EXCERPTED TEXT:
—————

Schils says stabilizing the back during the initial stages of supraspinous desmitis through trot work can help.
“How long this process takes depends on how long things have been wrong and the degree of the asymmetry and the pathological rotation,” she says. “Typically, by the time I see a horse, they are fairly asymmetrical and quite uncomfortable. I usually say it will be a year before the horse can walk out of the stall in a different biomechanical stance without us reminding them how to change their posture.”
Although that might seem like a long time for recovery, Schils emphasizes that your horse can continue to perform during this period.
“If the muscle training of the horse previous to the back pain is to jump 1.60 meters, then the horse may have to drop down in height during competition as new muscle memory is developed,” she explains. “I would estimate it typically takes between three and six months before a horse is back competing at their former level. However, the rider must be vigilant during these early returns to performance to make sure that the horse is maintaining the biomechanical improvements necessary for long-term improvement.”

—————

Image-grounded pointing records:

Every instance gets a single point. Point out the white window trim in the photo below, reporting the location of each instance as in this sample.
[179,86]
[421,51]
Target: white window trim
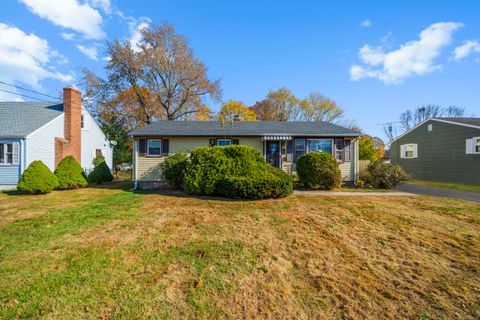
[148,148]
[474,140]
[333,146]
[218,141]
[15,153]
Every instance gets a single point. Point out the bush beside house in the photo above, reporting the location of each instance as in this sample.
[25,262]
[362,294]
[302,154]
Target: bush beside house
[173,170]
[319,170]
[385,175]
[100,174]
[37,178]
[70,174]
[270,183]
[233,172]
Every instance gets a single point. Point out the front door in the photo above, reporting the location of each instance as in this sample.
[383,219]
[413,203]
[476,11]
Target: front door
[273,153]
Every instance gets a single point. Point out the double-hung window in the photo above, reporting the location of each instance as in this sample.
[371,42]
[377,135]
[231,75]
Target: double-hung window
[323,145]
[224,142]
[6,153]
[339,145]
[154,147]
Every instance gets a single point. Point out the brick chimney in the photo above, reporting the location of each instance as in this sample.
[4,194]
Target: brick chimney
[70,144]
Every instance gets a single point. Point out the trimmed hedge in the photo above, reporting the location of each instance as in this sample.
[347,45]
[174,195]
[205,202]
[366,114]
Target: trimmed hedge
[173,170]
[69,174]
[209,165]
[271,183]
[385,175]
[319,170]
[100,174]
[37,178]
[234,172]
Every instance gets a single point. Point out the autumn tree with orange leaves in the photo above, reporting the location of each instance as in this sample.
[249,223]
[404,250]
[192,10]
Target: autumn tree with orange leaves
[161,79]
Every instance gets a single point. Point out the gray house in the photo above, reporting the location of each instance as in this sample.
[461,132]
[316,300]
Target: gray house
[442,149]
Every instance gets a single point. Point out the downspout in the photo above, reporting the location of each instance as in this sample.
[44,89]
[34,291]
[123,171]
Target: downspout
[134,171]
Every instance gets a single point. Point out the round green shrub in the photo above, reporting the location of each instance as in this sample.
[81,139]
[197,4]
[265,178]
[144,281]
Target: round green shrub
[234,172]
[319,170]
[37,178]
[209,165]
[269,183]
[69,174]
[100,174]
[385,175]
[173,170]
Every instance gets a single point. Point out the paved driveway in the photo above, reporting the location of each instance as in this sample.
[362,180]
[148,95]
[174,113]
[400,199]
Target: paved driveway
[439,192]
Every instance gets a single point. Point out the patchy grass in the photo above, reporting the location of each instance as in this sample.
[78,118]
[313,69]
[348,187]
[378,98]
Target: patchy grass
[447,185]
[108,253]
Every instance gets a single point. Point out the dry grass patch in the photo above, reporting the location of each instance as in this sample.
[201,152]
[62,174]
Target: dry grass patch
[168,256]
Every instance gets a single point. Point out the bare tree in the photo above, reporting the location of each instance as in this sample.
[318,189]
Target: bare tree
[161,80]
[410,119]
[317,107]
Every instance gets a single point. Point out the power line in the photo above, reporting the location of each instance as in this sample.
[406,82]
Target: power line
[23,95]
[21,88]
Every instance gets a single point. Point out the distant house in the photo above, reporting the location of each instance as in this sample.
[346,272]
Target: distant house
[280,142]
[443,149]
[48,131]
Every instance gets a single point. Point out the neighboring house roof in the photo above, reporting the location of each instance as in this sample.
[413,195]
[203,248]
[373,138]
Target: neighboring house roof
[19,119]
[243,128]
[467,122]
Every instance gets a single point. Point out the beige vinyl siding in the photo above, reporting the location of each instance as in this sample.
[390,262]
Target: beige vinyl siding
[186,144]
[346,170]
[148,167]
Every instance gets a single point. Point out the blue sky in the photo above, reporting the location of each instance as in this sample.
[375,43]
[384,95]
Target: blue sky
[375,58]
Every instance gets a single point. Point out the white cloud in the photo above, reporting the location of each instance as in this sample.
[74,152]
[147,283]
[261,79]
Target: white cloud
[27,58]
[105,5]
[366,23]
[412,58]
[90,52]
[67,35]
[467,48]
[69,14]
[136,36]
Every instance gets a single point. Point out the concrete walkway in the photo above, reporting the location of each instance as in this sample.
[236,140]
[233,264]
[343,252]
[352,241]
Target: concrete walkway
[439,192]
[352,194]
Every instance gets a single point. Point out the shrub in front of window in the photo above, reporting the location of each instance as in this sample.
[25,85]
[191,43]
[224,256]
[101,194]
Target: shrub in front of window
[385,175]
[173,170]
[268,183]
[230,171]
[209,165]
[100,174]
[70,174]
[37,178]
[319,170]
[98,159]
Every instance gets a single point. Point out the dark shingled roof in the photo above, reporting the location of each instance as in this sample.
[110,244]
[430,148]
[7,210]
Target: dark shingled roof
[18,119]
[469,121]
[243,128]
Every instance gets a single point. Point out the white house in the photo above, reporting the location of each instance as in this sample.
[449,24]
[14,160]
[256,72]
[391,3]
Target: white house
[48,131]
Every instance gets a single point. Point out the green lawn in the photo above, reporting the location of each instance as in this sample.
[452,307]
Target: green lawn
[109,253]
[447,185]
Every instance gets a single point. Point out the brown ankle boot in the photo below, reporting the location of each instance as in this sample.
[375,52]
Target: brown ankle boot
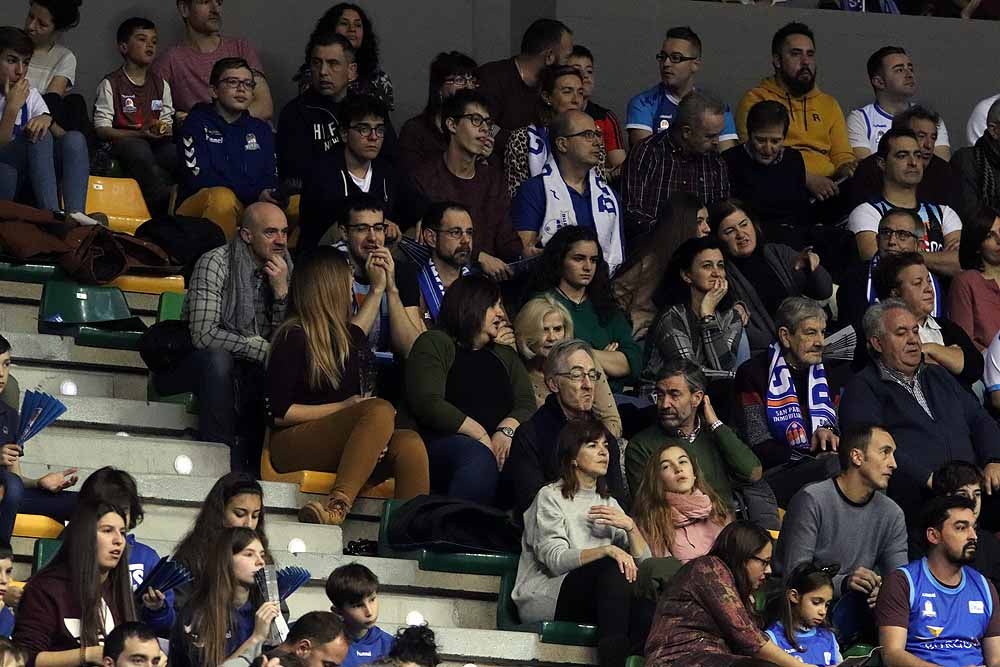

—————

WORK REQUEST: Condense the paragraph of the back-recovery excerpt above that begins "If the muscle training" into a short bulleted list that keeps its main facts.

ANSWER AREA:
- A horse trained to jump 1.60 meters before its back pain may need to compete at a lower height while new muscle memory develops.
- Schils estimates it typically takes three to six months for a horse to return to competing at its former level.
- During these early returns, the rider must make sure the horse keeps the biomechanical improvements needed for long-term improvement.